- [Documenttekst]:
Raad van discipline Amsterdam 25 augustus 2010, LJN: YA0915
Misdraging op politiebureau bij bezoek bevriende verdachte.

 

–    Art. 46 Advocatenwet (2.1 Wat in het algemeen niet betaamt; 3.2 Grenzen aan de vrijheid van handelen ten opzichte van de wederpartij; 3.3.2. Dreigementen)
–    Gedragsregel 1

Feiten
Klager is hulpofficier van justitie en kreeg op 28 april 2008 een verdachte voorgeleid van wie het rijbewijs moest worden ingevorderd. Verdachte had geen rijbewijs of ander identiteitsbewijs bij zich en heeft mr. X (een vriend van haar) gebeld om haar te helpen bij het afgeven van haar paspoort. Mr. X heeft zich bij aankomst op het politiebureau als advocaat gelegitimeerd. Klager heeft mr. X over de zaak geïnformeerd en hem meegedeeld dat de verdachte zich recalcitrant gedroeg. Over wat er vervolgens gebeurde, lopen de verklaringen uiteen, maar uiteindelijk is mr. X door twee politieambtenaren naar buiten gebracht. Voordat mr. X het bureau verliet, is een blaastest bij hem afgenomen. De uitslag daarvan was negatief, zodat mr. X met de auto kon vertrekken.

Klacht
Klager verwijt mr. X dat hij zich niet heeft gedragen zoals een behoorlijk advocaat betaamt doordat hij alcoholhoudende drank had genuttigd, zich heeft beroepen op zijn rechten als advocaat terwijl hij door de verdachte als vriend was benaderd, gedreigd heeft met een klacht tegen klager, zich heeft voorgedaan als lid van de commissie voor politieklachten, geprobeerd heeft het politieonderzoek te manipuleren, vriendschappelijk is omgegaan met de verdachte in aanwezigheid van politieambtenaren, klager onheus heeft bejegend en zich niet aan de huisregels heeft gehouden.

Overwegingen
Het volgende staat vast:
a.        mr. X heeft zich bij binnenkomst op het politiebureau als advocaat gelegitimeerd;
b.        mr. X heeft de verdachte bij binnenkomst in aanwezigheid van politie op beide wangen gezoend;
c.        mr. X heeft een blaastest ondergaan waarvan de uitslag negatief was;
d.        mr. X is door twee politieambtenaren naar buiten gebracht.

- [Opdracht A]: Noem alle punten die de uitspraak opsomt na de woorden "Het volgende staat vast".
- [Opdracht B]:
Geef per bewering aan of ze klopt met de uitspraak, en citeer telkens de woorden die de doorslag geven.
(i) De blaastest bij mr. X had een positieve uitslag.
(ii) De verdachte had haar rijbewijs niet bij zich.
(iii) Mr. X werd door één politieambtenaar naar buiten gebracht.
De gegevens die volgen staan los van de uitspraak.

- [Gegevens]:
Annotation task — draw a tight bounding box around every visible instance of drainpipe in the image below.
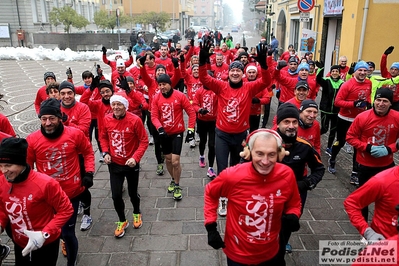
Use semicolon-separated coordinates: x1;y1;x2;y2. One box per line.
313;5;320;59
357;0;370;60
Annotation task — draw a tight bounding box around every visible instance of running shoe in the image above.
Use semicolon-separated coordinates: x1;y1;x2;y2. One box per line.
206;167;216;178
325;148;332;157
0;245;11;265
285;243;292;253
133;213;143;229
327;158;337;175
78;201;84;215
61;239;67;257
80;214;93;231
168;180;175;193
189;139;195;148
199;156;206;168
218;198;227;217
350;171;359;186
115;220;129;238
157;163;164;175
173;186;183;200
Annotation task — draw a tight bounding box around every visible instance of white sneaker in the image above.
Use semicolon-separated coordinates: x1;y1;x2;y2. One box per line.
78;201;83;215
80;214;93;231
190;139;195;148
218;197;228;217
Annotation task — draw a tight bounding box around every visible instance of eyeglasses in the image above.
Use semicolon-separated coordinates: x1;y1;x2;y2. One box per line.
40;116;57;123
100;90;111;95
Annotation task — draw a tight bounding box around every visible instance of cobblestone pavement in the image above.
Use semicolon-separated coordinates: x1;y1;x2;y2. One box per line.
0;40;368;266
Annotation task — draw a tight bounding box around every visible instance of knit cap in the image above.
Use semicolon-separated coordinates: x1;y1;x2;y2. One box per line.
39;98;62;118
299;99;319;112
277;103;299;124
355;61;369;72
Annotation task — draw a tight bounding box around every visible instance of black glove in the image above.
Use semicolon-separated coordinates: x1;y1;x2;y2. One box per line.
82;173;93;188
96;65;103;77
252;43;267;70
158;127;168;138
198;108;209;115
267;48;274;56
314;61;324;68
348;62;356;75
205;223;226;249
199;41;211;66
276;90;281;99
185;130;194;143
65;67;73;79
139;55;147;66
172;57;179;68
117;76;132;94
62;112;68;123
281;214;301;232
180;53;186;63
90;76;100;91
276;60;287;70
353;100;367;108
297;179;310;193
384;46;395;55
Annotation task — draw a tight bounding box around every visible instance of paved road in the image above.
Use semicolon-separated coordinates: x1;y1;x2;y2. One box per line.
0;35;360;266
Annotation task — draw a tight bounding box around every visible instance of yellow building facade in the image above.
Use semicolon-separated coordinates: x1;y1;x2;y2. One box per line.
266;0;399;70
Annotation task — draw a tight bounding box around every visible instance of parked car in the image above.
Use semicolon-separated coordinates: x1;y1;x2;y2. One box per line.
231;26;238;32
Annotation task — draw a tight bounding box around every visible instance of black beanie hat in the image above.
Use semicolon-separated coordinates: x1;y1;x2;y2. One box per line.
59;80;75;93
299;99;319;112
374;88;393;103
237;52;249;59
330;65;341;72
98;79;114;92
155;64;166;73
277;103;299;124
0;137;28;165
39;98;62;118
157;74;172;85
229;61;244;72
44;71;57;81
295;80;309;90
288;56;298;64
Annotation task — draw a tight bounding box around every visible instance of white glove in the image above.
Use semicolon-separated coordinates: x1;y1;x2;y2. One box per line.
22;229;46;257
364;227;385;240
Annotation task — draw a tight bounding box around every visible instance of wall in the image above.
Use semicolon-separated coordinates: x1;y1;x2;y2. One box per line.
27;33;154;51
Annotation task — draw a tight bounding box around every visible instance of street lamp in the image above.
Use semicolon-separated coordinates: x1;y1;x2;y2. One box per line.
46;0;53;32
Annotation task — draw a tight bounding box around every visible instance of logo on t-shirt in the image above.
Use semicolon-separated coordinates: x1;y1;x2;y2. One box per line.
223;98;240;123
238;194;274;242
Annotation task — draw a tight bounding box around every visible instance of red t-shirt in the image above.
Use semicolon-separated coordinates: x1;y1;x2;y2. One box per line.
204;162;301;265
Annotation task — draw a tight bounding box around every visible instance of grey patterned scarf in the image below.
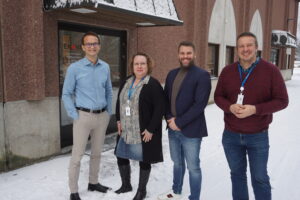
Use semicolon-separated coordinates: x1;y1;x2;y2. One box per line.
119;75;150;144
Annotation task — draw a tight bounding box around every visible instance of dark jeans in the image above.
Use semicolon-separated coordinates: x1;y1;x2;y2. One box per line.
169;129;202;200
222;130;271;200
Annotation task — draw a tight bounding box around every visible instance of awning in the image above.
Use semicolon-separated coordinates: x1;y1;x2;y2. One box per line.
272;30;297;48
44;0;183;26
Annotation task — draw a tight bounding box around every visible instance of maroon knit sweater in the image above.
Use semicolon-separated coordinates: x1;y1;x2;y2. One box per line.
214;59;289;133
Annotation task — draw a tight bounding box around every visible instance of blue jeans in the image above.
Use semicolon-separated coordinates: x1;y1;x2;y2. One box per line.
222;130;271;200
169;129;202;200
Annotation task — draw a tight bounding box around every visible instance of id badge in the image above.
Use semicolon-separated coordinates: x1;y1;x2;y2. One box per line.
236;93;244;105
125;106;130;116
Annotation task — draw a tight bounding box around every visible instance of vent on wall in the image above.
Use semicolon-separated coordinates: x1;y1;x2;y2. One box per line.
272;30;296;48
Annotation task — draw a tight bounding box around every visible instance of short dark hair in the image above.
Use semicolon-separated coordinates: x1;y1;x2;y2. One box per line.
178;41;196;52
130;52;154;74
236;32;258;47
81;31;100;45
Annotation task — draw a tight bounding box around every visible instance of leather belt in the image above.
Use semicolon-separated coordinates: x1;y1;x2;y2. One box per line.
76;107;105;114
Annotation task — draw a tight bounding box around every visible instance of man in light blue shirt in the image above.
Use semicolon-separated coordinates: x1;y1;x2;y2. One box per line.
62;32;112;200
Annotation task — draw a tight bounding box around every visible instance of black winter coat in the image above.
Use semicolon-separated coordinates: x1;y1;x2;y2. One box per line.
116;77;165;163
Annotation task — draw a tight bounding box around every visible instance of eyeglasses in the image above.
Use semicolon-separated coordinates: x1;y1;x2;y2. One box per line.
84;42;100;48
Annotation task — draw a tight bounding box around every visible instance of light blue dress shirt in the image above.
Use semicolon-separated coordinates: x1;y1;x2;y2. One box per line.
62;58;112;120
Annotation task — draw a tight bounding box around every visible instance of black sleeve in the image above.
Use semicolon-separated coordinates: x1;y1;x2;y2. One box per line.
146;79;165;133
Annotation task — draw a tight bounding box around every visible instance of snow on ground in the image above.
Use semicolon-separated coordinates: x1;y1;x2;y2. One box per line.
0;68;300;200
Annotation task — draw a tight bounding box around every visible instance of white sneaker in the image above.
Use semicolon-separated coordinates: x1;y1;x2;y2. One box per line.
157;190;181;200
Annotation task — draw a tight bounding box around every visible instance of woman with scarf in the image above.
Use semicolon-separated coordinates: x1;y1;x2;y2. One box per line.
115;53;165;200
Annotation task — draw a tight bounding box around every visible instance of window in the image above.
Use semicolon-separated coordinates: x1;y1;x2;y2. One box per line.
270;48;279;66
225;46;234;65
206;44;219;77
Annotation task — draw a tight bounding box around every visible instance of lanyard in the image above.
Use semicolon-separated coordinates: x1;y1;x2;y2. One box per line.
238;57;260;92
128;77;145;100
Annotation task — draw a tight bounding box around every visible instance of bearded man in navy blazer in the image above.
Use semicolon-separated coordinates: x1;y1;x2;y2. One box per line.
158;41;211;200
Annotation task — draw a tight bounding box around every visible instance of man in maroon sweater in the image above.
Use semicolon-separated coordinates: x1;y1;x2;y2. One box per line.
214;32;288;200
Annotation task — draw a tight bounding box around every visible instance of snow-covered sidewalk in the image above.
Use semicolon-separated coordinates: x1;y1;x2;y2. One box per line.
0;68;300;200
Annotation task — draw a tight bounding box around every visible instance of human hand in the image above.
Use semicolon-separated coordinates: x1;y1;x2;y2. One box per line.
142;129;153;142
167;117;180;131
235;105;256;119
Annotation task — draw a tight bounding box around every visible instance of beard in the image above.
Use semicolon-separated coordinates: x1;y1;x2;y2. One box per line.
179;59;195;68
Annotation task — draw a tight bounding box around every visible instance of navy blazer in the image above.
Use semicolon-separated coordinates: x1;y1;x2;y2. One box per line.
164;66;211;138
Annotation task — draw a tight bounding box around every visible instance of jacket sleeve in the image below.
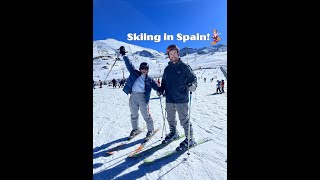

- [Schriftelijk antwoord A]:
- Mr. X heeft zich bij binnenkomst op het politiebureau als advocaat gelegitimeerd.
- Mr. X heeft de verdachte bij binnenkomst in aanwezigheid van politie op beide wangen gezoend.
- Mr. X heeft een blaastest ondergaan waarvan de uitslag negatief was.
- Mr. X is door twee politieambtenaren naar buiten gebracht.

- [Schriftelijk antwoord B]:
(i) Nee: "De uitslag daarvan was negatief"
(ii) Ja: "Verdachte had geen rijbewijs of ander identiteitsbewijs bij zich"
(iii) Nee: "mr. X is door twee politieambtenaren naar buiten gebracht"